[FRAGMENTO DEL TEXTO]

Este último tiempo, en que el espíritu de mi madre muerta hace nueve años se desvanece como desaparece imperceptiblemente un aroma, se me presentó el libro “ Cuerpos y almas”, de Maxence Van Der Meersch y recordé que a ella la entusiasmaba mucho.
Me voy a pasar la Navidad con mi padre en Nueva York, donde viví con ella la última vez que vivimos juntos y mi hija Irina se va a pasarla con mi hermana y su familia en San Nicolás, en la última casa donde vivió mi mamá.
Mientras espero el vuelo leo pasajes del libro en los que mi madre está tan viva como entre mi hija y sus primos cocinando en su cocina.
En la novela hay un hospital, y en el hospital hay una monja, que anunciaba cuando un paciente se iba a morir antes que los doctores.
“ —Este no curará— anunciaba de antemano su muerte, para aquel mismo día, de alguno de los que estaban bajo su dependencia. Se lo advertían señales imperceptibles e infalibles, inaprensibles. Cambios en el rostro de los enfermos, cosas que sólo ella había visto centenares de veces durante su treintena de años de contacto con la miseria y el dolor. Así que los internos y hasta los 'patrones' creían en ella. La primera señal que revelaba en el hospital la proximidad de la muerte la constituía un biombo que sor Angélica instalaba alrededor de la cama, con objeto de aislarla y aliviar la agonía de un desgraciado. Esta señal era infalible. Luego apareció el ramito de hoy en el agua bendita. Después, una hora antes de la muerte, llegaron las moscas que, como sor Angélica, jamás se equivocaron. Por ultimo, una hora después de la muerte, cuando ya el cuerpo empezaba a enfriarse, los piojos amontonados en los cabellos, debajo de la nuca, sintieron menguar el calor humano y abandonaban el cuerpo. Se les veía correr sobre el cuello del cadáver, sobre las sábanas y sobre la almohada”.
Sé que este relato debe haberle resultado delicioso a mi madre.
Como este otro:
“A veces, se encontraba una mañana sobre el mármol a un ser a quien el día antes se había visto en la cama, a quien se había interrogado Y que os había mirado y sonreído. Eso producía una sensación penosa. Uno tenía siempre la impresión de que aquel cadáver iba a hablar”.

[/FRAGMENTO DEL TEXTO]
[CONJUNTO DE ÍTEMS]

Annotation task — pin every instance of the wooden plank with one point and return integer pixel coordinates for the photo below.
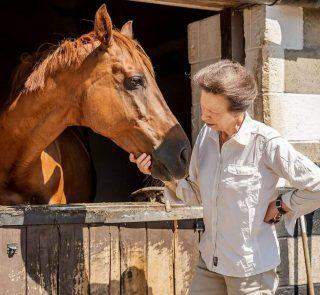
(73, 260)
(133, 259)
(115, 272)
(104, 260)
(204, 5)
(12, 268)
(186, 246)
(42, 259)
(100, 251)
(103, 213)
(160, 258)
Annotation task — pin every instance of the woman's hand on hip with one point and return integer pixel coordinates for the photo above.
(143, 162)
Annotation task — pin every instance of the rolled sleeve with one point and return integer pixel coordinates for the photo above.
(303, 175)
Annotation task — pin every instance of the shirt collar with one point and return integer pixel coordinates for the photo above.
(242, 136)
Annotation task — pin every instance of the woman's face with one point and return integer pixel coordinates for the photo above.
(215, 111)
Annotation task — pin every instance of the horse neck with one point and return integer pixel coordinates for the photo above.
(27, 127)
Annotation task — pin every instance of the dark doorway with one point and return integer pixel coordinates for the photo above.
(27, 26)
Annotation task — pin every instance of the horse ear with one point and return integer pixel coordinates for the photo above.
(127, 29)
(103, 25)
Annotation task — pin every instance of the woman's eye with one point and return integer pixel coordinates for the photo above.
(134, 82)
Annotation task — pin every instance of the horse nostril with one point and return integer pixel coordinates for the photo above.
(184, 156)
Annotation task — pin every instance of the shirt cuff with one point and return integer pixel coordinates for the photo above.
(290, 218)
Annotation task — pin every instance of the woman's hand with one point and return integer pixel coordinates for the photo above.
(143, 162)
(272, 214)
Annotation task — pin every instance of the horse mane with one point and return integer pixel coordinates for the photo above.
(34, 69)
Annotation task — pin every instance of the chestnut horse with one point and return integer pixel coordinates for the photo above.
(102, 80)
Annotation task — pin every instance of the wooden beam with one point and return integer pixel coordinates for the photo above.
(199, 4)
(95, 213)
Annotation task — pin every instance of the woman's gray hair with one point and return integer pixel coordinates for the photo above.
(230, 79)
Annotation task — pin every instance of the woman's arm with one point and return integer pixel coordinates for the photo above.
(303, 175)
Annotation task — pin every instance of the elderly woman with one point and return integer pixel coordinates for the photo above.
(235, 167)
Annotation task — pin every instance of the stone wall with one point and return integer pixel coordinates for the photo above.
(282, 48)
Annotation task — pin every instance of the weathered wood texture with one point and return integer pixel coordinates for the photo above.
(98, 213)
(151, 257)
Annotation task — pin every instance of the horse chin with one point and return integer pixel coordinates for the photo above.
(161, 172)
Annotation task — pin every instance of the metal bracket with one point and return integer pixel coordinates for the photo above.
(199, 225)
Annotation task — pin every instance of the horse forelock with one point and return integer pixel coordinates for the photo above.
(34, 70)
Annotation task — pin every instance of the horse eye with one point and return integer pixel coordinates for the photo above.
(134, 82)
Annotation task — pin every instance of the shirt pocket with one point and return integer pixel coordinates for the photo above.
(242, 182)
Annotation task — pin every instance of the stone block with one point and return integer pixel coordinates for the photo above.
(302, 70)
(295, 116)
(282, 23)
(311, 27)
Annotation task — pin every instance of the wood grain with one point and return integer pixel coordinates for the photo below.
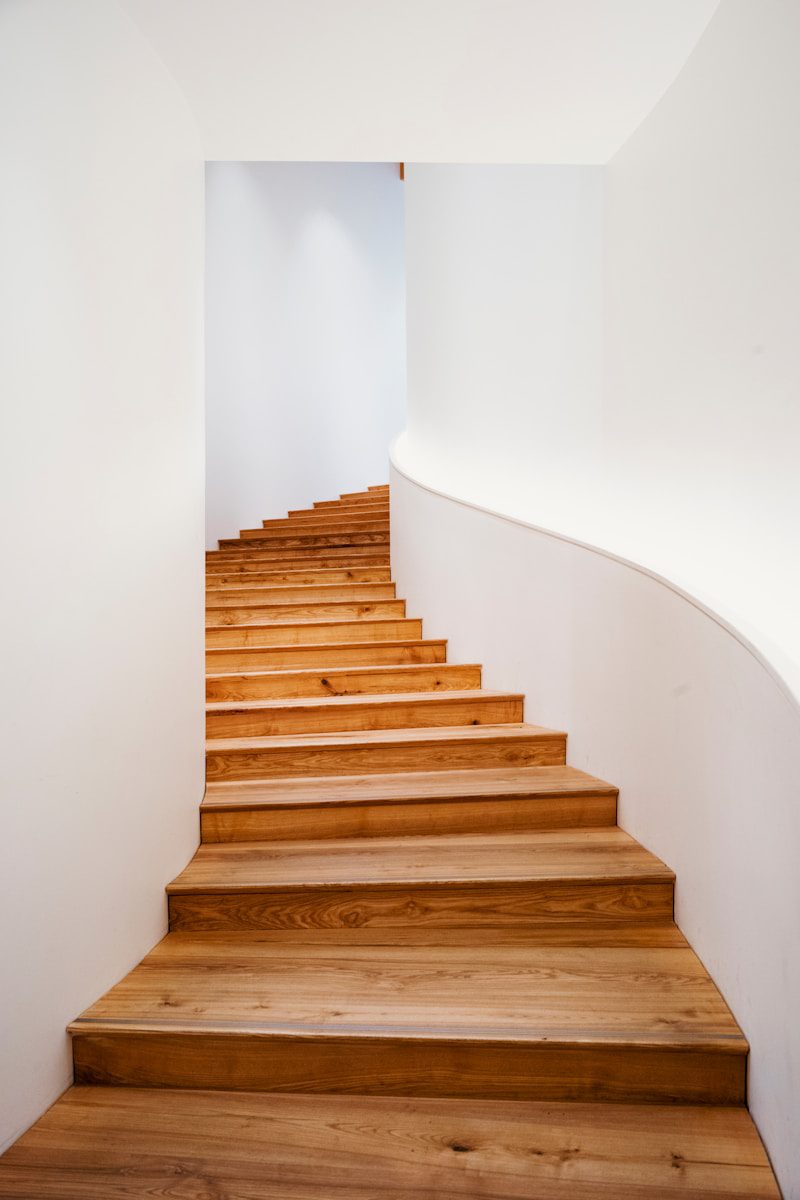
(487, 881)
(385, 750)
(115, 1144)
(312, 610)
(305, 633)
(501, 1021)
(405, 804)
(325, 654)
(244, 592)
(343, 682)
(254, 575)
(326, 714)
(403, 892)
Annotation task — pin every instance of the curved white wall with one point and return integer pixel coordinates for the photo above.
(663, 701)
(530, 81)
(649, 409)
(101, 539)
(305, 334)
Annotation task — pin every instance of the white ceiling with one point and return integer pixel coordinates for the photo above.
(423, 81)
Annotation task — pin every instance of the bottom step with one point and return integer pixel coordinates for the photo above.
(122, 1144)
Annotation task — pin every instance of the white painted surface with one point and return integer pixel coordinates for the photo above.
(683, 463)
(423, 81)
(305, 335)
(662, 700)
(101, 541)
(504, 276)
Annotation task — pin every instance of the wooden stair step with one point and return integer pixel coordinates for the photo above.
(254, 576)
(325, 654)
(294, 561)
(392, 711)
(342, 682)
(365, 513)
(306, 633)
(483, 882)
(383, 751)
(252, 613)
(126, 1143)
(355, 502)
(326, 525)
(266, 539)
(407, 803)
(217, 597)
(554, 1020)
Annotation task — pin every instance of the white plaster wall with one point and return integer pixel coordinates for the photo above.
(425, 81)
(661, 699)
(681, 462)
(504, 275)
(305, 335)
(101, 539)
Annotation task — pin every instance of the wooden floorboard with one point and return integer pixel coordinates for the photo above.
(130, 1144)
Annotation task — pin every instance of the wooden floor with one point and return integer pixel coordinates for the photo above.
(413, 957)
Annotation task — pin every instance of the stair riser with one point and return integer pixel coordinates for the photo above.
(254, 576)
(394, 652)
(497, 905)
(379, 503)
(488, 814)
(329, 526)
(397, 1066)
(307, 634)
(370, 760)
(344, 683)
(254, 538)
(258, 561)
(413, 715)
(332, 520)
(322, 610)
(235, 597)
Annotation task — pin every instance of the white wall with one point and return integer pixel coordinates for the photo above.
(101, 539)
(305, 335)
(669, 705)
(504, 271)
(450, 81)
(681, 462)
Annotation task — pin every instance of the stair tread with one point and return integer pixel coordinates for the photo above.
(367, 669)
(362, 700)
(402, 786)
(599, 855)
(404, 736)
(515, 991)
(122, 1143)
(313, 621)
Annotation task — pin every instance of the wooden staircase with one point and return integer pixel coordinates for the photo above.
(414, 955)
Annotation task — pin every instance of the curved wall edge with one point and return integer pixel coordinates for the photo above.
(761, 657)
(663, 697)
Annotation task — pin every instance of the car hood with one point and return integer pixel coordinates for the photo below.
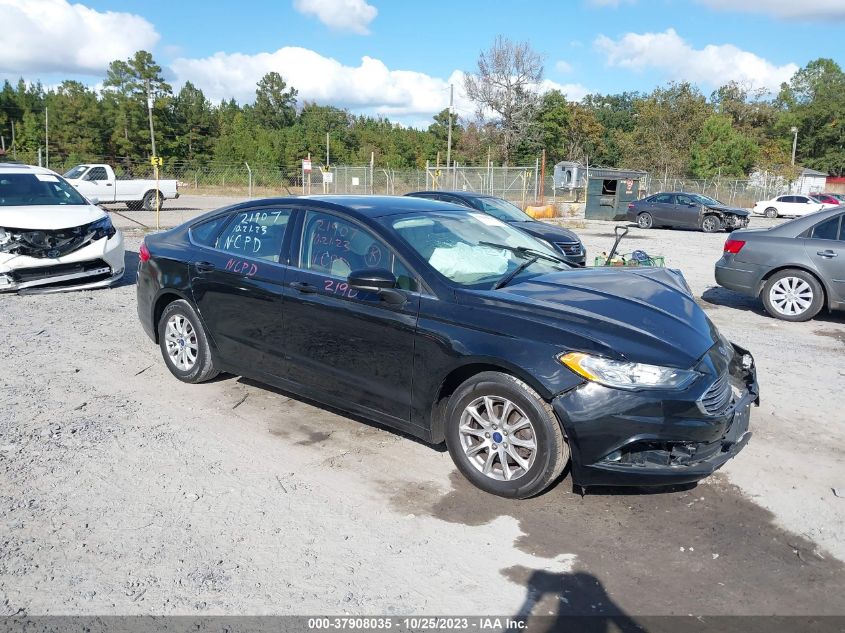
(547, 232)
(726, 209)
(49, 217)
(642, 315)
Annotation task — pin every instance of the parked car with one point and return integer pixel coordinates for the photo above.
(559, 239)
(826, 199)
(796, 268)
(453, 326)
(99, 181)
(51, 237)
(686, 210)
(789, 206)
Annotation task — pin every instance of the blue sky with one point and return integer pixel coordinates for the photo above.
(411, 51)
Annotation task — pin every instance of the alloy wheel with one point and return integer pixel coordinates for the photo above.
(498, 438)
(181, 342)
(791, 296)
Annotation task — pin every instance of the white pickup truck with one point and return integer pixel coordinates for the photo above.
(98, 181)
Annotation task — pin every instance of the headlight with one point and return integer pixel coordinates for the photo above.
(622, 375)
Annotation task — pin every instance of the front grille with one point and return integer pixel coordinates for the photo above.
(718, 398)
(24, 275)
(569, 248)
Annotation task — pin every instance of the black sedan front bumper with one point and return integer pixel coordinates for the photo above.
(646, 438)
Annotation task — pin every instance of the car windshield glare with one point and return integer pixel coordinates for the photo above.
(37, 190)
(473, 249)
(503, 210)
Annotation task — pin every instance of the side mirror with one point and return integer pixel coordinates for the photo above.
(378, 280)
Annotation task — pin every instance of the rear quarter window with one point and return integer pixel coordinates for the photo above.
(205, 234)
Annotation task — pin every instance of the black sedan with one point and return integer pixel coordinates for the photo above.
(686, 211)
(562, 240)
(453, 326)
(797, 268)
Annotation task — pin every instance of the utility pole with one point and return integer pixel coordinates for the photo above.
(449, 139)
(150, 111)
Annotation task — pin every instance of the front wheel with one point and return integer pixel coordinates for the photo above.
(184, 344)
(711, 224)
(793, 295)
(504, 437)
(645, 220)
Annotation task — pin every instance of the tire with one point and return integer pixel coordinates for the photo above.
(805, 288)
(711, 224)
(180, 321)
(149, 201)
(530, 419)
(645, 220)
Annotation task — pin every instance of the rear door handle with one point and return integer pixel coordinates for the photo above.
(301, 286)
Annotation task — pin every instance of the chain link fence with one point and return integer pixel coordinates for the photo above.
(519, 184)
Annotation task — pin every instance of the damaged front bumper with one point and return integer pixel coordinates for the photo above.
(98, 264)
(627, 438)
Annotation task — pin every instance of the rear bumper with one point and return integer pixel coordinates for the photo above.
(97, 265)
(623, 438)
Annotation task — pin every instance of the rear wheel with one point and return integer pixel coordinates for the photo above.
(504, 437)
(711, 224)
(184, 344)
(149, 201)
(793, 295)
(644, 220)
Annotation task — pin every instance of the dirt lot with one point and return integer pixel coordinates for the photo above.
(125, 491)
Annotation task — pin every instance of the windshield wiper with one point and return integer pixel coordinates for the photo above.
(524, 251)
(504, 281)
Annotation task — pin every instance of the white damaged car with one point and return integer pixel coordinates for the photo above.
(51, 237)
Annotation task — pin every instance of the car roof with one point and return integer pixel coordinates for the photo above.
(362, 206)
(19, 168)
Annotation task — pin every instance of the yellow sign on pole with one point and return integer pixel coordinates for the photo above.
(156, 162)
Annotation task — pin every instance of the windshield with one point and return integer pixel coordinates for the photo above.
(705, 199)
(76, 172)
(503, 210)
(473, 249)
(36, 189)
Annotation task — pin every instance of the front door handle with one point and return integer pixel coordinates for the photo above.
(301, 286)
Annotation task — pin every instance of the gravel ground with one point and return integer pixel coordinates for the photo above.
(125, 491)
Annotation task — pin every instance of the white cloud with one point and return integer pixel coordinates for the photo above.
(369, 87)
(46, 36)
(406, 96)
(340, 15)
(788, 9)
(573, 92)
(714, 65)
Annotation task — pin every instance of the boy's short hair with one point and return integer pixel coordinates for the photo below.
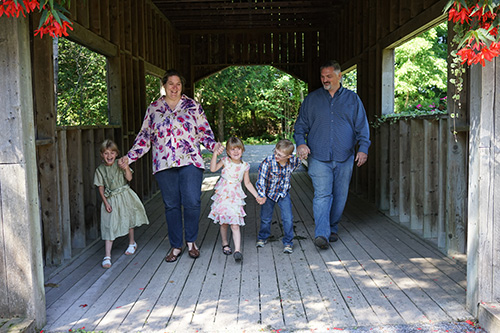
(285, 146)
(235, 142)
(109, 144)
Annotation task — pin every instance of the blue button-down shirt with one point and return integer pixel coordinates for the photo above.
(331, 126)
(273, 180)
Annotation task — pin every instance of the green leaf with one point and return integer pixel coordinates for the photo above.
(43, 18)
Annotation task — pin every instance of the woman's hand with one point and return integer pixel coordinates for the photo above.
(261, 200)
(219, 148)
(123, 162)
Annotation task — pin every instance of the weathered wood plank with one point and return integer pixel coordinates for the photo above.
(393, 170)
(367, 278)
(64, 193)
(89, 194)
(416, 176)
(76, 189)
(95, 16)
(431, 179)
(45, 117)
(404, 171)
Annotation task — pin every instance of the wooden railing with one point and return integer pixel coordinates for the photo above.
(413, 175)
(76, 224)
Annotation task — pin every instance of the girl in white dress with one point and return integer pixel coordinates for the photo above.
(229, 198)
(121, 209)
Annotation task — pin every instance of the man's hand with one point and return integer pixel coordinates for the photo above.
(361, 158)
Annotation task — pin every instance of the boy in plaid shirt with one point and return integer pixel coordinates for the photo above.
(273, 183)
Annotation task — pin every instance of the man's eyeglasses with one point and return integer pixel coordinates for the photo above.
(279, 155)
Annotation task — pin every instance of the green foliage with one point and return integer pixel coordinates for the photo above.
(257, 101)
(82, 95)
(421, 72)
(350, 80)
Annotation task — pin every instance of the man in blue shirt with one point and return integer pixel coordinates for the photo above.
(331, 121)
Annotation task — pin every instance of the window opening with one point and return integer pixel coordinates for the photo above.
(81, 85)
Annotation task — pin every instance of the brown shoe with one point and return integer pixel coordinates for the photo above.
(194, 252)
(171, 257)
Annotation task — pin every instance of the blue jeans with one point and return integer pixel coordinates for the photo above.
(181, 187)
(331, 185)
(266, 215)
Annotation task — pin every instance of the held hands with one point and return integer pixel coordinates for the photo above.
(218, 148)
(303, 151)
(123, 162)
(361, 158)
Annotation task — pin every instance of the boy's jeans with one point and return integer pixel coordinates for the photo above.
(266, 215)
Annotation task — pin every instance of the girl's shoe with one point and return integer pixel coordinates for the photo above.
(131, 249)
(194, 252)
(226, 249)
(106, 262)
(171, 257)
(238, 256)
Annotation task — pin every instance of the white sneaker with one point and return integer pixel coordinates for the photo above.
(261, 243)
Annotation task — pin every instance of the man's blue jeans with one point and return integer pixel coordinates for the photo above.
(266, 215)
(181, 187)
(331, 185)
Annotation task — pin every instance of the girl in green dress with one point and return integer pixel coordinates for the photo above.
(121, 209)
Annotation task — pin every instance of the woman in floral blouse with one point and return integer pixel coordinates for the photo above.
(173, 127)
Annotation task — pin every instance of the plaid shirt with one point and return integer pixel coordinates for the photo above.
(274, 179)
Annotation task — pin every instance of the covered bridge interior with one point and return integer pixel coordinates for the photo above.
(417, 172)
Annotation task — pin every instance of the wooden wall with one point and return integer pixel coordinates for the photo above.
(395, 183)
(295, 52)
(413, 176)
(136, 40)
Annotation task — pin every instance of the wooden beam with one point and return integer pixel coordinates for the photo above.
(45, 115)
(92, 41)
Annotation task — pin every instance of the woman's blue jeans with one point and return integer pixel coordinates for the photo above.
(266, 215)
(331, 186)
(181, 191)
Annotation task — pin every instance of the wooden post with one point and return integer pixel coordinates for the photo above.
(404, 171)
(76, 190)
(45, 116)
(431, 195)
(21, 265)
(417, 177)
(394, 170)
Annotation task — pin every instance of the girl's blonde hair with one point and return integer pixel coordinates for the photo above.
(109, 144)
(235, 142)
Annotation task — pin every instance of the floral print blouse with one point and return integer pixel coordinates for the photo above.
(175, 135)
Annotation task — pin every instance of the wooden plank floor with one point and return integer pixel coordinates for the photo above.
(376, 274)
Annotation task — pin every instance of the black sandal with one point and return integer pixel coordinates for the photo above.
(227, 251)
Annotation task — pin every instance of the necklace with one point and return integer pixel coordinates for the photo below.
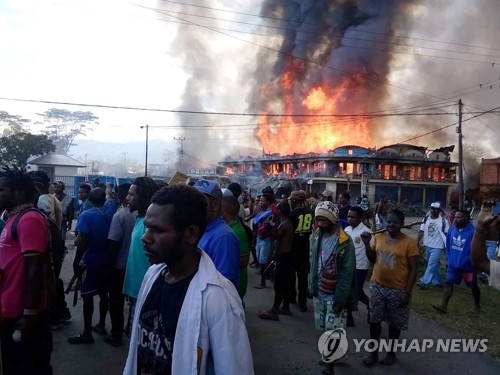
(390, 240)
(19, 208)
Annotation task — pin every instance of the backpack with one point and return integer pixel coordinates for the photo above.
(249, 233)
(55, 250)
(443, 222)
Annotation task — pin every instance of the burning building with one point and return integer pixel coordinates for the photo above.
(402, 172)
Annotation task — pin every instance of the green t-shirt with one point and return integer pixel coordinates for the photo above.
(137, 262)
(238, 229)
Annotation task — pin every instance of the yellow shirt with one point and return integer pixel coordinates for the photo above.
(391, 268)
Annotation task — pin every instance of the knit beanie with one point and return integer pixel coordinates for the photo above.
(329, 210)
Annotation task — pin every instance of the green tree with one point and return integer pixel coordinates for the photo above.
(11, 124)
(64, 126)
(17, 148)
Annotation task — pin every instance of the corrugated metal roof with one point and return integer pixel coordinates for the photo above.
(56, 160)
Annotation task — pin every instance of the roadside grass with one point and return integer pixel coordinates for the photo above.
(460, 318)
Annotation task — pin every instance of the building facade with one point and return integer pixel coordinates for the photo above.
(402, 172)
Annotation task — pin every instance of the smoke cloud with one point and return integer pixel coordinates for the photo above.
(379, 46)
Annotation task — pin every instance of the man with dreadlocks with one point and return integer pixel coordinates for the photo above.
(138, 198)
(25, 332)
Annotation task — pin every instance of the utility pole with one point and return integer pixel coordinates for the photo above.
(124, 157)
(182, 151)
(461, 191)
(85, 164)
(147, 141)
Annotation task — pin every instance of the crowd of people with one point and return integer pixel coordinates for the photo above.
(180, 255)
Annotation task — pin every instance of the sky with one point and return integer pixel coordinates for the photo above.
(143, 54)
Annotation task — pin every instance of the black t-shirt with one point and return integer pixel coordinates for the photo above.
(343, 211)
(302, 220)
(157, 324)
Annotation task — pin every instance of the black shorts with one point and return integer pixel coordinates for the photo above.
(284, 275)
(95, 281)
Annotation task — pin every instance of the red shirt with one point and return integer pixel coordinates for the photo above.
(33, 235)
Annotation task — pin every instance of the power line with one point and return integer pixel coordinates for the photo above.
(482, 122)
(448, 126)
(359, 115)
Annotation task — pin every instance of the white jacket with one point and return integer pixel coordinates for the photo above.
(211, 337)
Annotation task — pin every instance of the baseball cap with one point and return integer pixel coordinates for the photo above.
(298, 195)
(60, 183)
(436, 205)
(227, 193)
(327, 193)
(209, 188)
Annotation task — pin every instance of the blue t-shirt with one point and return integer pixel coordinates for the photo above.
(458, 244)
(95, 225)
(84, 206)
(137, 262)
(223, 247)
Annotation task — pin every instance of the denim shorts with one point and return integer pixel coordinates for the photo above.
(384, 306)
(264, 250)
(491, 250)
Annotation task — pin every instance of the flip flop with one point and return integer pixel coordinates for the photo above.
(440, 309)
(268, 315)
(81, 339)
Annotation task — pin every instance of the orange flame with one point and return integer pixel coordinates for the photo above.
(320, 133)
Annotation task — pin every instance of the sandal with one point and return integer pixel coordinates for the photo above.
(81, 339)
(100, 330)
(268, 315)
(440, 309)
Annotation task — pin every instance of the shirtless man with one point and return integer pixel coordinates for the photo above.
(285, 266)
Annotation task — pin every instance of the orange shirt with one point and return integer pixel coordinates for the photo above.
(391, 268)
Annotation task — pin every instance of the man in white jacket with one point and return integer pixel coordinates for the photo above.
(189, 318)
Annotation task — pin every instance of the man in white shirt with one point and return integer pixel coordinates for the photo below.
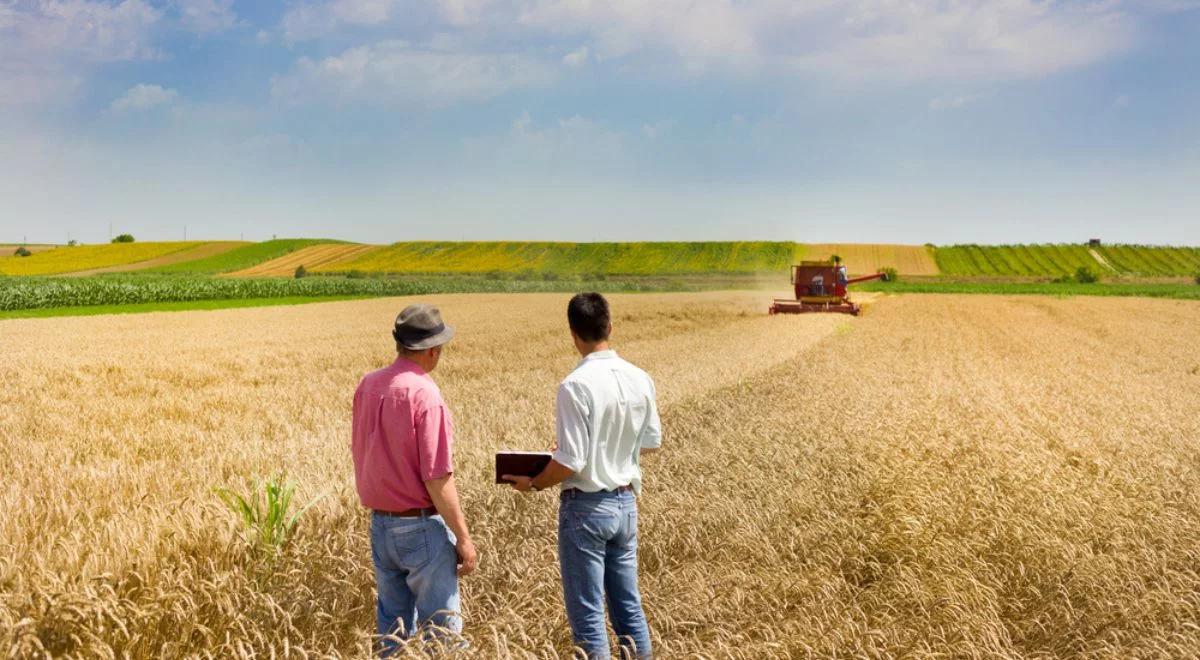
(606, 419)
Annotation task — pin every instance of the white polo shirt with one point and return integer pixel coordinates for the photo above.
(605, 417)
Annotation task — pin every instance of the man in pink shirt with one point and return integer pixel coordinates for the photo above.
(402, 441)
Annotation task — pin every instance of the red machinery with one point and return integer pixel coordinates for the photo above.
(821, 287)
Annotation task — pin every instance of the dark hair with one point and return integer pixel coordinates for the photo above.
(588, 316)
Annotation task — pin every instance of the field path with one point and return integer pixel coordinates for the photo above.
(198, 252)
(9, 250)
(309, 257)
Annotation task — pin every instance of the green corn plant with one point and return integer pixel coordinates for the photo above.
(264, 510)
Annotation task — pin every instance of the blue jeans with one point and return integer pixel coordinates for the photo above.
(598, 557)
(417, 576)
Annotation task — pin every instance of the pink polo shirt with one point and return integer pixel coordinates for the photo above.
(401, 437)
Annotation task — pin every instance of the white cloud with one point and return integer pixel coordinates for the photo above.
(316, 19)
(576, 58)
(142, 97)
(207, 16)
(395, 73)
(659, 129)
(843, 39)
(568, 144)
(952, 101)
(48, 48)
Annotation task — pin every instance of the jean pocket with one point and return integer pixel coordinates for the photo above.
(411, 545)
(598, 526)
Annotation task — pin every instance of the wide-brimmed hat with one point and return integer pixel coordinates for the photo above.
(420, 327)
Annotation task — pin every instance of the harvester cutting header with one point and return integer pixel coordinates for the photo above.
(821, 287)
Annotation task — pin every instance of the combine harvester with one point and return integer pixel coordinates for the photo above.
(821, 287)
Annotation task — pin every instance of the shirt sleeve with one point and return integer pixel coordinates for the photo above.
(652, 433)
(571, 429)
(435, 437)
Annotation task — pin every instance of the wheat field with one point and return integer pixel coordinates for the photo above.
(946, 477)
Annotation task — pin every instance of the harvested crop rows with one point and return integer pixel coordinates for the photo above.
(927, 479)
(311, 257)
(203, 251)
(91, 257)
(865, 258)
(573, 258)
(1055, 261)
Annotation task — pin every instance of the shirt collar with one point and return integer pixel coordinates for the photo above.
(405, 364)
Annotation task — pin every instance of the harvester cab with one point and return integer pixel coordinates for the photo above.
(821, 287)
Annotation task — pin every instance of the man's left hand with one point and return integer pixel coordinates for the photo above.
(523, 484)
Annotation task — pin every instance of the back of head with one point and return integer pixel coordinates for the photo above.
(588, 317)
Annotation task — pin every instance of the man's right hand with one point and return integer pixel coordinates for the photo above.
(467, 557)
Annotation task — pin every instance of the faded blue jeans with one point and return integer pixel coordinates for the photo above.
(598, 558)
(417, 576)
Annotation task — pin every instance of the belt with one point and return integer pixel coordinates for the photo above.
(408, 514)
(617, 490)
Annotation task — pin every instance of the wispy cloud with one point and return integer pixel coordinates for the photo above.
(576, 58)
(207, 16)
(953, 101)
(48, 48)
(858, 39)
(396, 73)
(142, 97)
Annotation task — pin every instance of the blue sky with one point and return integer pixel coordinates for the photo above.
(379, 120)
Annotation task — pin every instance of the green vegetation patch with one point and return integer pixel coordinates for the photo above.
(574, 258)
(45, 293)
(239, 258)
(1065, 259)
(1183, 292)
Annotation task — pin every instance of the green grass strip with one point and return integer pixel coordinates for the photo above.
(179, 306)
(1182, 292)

[/CONJUNTO DE ÍTEMS]

-- TAREA 1 --
Reproduce al pie de la letra todo lo que abarca el fragmento del texto desde "Este último tiempo, en" hasta "que los doctores.".
-- TAREA 2 --
Según el fragmento del texto, ¿en qué ciudad pasará la Navidad quien narra y con quién?

-- RESPUESTA 1 --
Este último tiempo, en que el espíritu de mi madre muerta hace nueve años se desvanece como desaparece imperceptiblemente un aroma, se me presentó el libro “ Cuerpos y almas”, de Maxence Van Der Meersch y recordé que a ella la entusiasmaba mucho.
Me voy a pasar la Navidad con mi padre en Nueva York, donde viví con ella la última vez que vivimos juntos y mi hija Irina se va a pasarla con mi hermana y su familia en San Nicolás, en la última casa donde vivió mi mamá.
Mientras espero el vuelo leo pasajes del libro en los que mi madre está tan viva como entre mi hija y sus primos cocinando en su cocina.
En la novela hay un hospital, y en el hospital hay una monja, que anunciaba cuando un paciente se iba a morir antes que los doctores.

-- RESPUESTA 2 --
En Nueva York, con su padre.